■ **REQUIRED TASK 1**
In the post on vintage men's magazines, who is named as managing editor of the Hollywood Follies issue?
■ **REQUIRED TASK 2**
List every phrase that the post on vintage men's magazines sets in double quotation marks.

While porn in general presents these potential problems, at least in theory, porn from the past has additional pitfalls. For example, we have a tendency to romanticize the past.

We like to remember the past as those less complicated times "when a man was a man, and a woman was a woman," and no place is this more true than with our vintage erotica. But I'm here to tell ya, porn, even vintage porn, is not always pretty.

Caption reads: Free China, say we, if we can have fair booty
Sure, there is porn that's less-than attractive (down-right weird, even); and yup, like in any business, organization or group of people, there are always a few bad apples which make things scary. But I'm talking more about what the adult industry reveals about the rest of our culture...

Flip through the pages of any "man's publication" and you'll find not just nude photos, but there, in those printed pages, a stripped down picture of the culture & the times in which it was produced.

Like a portable men's room, the 'talk' that occurs in men's magazines is as au natural as the status of the models. It's not that these publications are necessarily less than literate; it's not that their minds are simply in the gutter. But most of these magazines shoot from the hip. They are direct, frank, and don't pussy-foot about. It makes sense, for how can you expect pages of naked broads not to be surrounded by equally revealing stories?

The term 'explicit' is normally reserved for erotic stories (and directions, we hope), but this matter of leaving nothing to be implied or hinted at is a common tone in sex magazines. Sure, there's playful innuendo, dirty puns, and other word play for nimble tongues, but the mere fact that all this sex talk can go on means the publication is censor-free. Every day matters, like the politics of the times, cannot be forbidden in a place (publication) which wishes to convey to its members (subscribers) that there are no holds barred here. How can they invite -- nay, propel -- readers to undress the models and caress themselves if there are indeed taboos? If free liquor cannot be sent along with the publication to loosen inhibitions, then the articles and other content must convey, "Speak freely, brother; it's OK here. Anything goes!"

Case in point, this copy of Hollywood Follies (Greenwich Feature Syndicate, NY, Wayne Sabbath, Managing Editor), scans of which have been placed throughout this post.

1943 Hollywood Follies

From 1943, this issue clearly embraces the wartime mentality with the images of sailors and females with sailor caps, sending a military message. But it's the cover tag lines, "Follies for Victory" and "Jokes to Jerk the Japs," which really announces it supports our American troops.

■ **SUPPLIED MATERIAL**

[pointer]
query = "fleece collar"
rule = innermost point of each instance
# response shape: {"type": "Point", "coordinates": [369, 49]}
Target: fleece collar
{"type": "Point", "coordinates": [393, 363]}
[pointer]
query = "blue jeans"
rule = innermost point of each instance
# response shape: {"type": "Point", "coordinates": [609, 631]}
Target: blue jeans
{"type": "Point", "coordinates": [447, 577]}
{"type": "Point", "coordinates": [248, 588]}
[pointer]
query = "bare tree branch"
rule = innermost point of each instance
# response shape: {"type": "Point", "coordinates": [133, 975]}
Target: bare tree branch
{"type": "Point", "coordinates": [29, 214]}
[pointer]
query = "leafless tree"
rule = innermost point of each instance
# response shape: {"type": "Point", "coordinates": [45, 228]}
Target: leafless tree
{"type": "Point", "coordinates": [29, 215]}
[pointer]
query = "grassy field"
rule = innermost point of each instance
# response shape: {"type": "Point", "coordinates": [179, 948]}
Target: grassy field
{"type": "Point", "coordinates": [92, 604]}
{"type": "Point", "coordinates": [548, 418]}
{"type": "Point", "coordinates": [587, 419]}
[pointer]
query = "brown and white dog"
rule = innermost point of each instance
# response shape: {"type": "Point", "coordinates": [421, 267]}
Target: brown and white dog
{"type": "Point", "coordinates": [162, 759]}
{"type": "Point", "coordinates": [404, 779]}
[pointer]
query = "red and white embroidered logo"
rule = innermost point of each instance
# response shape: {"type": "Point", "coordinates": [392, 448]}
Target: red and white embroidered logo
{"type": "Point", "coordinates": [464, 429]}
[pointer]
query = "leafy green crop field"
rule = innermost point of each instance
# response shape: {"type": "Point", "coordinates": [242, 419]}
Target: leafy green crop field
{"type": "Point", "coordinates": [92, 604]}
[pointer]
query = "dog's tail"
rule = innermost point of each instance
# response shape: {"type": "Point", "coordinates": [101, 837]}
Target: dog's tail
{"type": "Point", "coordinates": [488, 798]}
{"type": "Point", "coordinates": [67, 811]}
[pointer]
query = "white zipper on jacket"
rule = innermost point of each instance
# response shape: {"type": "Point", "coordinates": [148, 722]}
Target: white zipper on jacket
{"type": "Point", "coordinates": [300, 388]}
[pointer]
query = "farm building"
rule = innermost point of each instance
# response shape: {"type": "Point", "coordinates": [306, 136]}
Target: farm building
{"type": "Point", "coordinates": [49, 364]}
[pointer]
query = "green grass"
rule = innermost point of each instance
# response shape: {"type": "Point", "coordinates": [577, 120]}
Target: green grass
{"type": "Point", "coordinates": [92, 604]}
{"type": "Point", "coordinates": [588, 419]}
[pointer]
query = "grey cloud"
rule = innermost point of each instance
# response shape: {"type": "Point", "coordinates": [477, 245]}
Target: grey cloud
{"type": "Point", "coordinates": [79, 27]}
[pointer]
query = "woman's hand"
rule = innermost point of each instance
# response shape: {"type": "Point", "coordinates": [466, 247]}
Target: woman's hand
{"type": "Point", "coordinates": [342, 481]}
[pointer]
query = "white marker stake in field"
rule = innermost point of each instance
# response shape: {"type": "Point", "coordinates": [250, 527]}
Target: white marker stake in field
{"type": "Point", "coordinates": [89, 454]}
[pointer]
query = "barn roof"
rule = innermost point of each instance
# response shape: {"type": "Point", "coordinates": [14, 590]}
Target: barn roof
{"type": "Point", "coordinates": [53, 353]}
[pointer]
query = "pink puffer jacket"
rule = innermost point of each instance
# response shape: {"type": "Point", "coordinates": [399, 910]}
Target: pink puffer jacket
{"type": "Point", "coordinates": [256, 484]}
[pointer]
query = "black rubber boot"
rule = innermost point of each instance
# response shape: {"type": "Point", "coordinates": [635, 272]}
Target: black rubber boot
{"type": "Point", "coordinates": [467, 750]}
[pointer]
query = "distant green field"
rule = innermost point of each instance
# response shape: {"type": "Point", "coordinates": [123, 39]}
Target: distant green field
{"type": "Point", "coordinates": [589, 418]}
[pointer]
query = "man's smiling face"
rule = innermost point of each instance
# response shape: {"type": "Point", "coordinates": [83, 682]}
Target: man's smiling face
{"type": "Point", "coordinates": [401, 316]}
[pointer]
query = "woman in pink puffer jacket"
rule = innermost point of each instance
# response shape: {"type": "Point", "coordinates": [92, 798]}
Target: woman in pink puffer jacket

■ **WRITTEN REPLY 1**
Wayne Sabbath

■ **WRITTEN REPLY 2**
- when a man was a man, and a woman was a woman,
- man's publication
- Speak freely, brother; it's OK here. Anything goes!
- Follies for Victory
- Jokes to Jerk the Japs